Records excerpted from a collection:
## BEGIN

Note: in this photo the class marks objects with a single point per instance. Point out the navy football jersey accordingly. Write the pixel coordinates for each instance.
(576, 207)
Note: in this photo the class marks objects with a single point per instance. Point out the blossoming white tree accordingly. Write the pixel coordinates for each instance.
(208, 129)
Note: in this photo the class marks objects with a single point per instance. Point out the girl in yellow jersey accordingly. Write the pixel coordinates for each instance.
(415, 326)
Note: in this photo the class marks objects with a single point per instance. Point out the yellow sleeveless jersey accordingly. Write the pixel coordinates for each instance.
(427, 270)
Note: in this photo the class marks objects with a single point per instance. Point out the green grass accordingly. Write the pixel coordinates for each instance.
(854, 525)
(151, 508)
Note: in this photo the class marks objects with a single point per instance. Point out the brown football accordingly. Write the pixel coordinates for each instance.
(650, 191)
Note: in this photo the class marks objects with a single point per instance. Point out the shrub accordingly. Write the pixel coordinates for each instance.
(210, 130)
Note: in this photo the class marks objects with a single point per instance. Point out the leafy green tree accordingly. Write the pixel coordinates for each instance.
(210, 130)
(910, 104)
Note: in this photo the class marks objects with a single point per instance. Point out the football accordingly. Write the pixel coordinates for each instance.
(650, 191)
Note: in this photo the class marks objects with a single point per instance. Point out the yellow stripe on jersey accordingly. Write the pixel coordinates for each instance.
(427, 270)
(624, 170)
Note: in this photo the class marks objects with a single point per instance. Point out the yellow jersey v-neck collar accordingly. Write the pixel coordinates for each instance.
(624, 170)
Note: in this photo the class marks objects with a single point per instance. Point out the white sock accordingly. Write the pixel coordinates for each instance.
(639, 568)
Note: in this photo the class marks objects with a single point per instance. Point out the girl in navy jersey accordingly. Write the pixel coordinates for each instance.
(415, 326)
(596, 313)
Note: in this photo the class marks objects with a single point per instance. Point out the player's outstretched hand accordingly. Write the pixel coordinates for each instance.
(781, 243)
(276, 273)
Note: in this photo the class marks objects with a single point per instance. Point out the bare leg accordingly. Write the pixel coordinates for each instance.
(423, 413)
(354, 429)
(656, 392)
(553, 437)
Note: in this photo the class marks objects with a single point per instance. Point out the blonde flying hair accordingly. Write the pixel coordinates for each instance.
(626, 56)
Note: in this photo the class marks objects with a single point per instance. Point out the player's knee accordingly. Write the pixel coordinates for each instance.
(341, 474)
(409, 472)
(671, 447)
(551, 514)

## END

Task instructions
Format all the lines above as a two-column CSV with the header text,points. Give one row for each line of wording together with the coordinates that follow it, putting each in a single quoted field and turning line breaks into spaces.

Result for this exercise
text,points
"Note: in this photo the class marks objects with a single point per instance. Point out the navy football jersey accordingly. Write the pixel coordinates for each instance.","(576, 207)"
"Note: in this photo the class marks objects with a single point per instance. Point out the blossoming white tree accordingly. Write the pixel coordinates for each instance.","(208, 129)"
"Note: in this photo the class marks objects with a single point per instance. Point out the girl in yellow jersey accordingly. Write the pixel coordinates for each instance.","(415, 326)"
"Note: in this photo the class marks objects with a single point per instance. Point out the yellow sleeveless jersey accordingly. Write the pixel coordinates for each instance.","(427, 270)"
"Note: in this photo the class marks objects with a single point per instance. Point out the green grass accordingly. Write the pixel coordinates for each instance.","(854, 525) (151, 508)"
"Note: in this photo the class marks objects with a single point per instance. Point out the brown football accordingly. Write the pixel coordinates for each instance.","(650, 191)"
"Note: in this photo the class marks objects with a single point per instance. Point out the shrub accordingly. Write the pixel coordinates for each instance.","(210, 130)"
"Note: in this photo the class marks objects with a single point per instance. Point out the leafy green tree accordingly. Write the pixel coordinates for each instance.","(210, 130) (910, 104)"
"Note: in this photo the class marks objects with a single point per instance. Point out the football accordingly. Write the pixel coordinates for each instance.","(650, 191)"
"Note: in this photo the class marks objects with a single point per instance. Point out the yellow stripe on jersey accordingly. Write the pixel coordinates for each instance.","(427, 270) (624, 170)"
"Note: in this photo the class marks objects with a single point per instance. Point out the yellow jersey v-neck collar accordingly. Write the pixel coordinates for each instance.","(624, 170)"
"Note: in this photo the class marks objects with a single point per instance. Point out the white sock accordingly. Write the pixel coordinates for each instance.","(639, 568)"
"Note: in this photo the class marks objects with a single point per instance. Point out the girl in navy jersey accordingly. Write the pixel coordinates for each instance.","(415, 326) (596, 313)"
"Note: in this photo the class marks objects with a single point per instance. Point out the player's outstretched hand accordingly. Write the pixel coordinates for each instance.","(781, 243) (276, 273)"
"Note: in this photo the class marks objects with a single point per instance. Point out the bare leg accordingly. Write the pixel coordinates for each instance.","(423, 413) (354, 429) (656, 392) (553, 437)"
"Note: in this photo the class marks objects with a single point per instance. Point out the blonde flying hair accordingly. Write the pixel coordinates for each instance.","(626, 56)"
"Note: in this photo the class marks objects with a single point per instance. Point out the player's knee accordingly. Write the pixel coordinates for each instance.","(341, 474) (409, 472) (671, 447) (551, 514)"